Start of GIVEN RECORDS

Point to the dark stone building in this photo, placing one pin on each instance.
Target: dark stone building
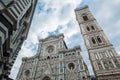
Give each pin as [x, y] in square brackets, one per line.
[15, 20]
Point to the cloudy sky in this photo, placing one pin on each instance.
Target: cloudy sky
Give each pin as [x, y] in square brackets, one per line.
[57, 16]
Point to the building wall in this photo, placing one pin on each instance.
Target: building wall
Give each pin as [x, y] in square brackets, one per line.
[54, 61]
[105, 60]
[15, 20]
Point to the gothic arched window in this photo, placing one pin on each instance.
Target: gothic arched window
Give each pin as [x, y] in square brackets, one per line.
[93, 40]
[92, 27]
[99, 39]
[88, 28]
[85, 18]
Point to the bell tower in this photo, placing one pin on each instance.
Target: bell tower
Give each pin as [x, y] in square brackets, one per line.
[105, 60]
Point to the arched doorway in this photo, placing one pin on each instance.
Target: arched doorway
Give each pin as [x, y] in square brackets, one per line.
[46, 78]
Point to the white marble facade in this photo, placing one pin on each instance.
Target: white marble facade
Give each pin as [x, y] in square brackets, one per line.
[105, 60]
[54, 61]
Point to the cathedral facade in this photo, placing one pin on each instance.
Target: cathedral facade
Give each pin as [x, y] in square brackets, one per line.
[54, 61]
[105, 60]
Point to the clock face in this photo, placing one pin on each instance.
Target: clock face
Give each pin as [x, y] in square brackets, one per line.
[50, 49]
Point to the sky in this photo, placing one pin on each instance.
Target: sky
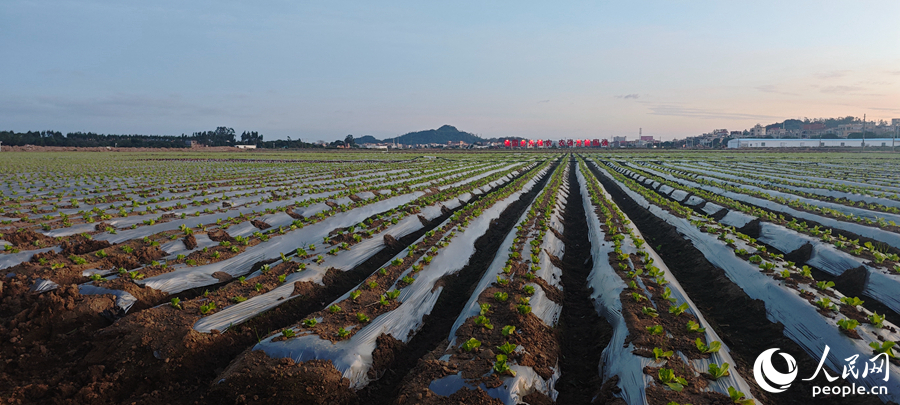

End of GIVEN RECORDS

- _PROBLEM TO WORK ON_
Find every row above that contains the string "window", and copy each one out in full. Case counts.

- _EXERCISE RESPONSE_
Point to the gothic arched window in this photo, placing one pin on each instance.
Target: gothic arched window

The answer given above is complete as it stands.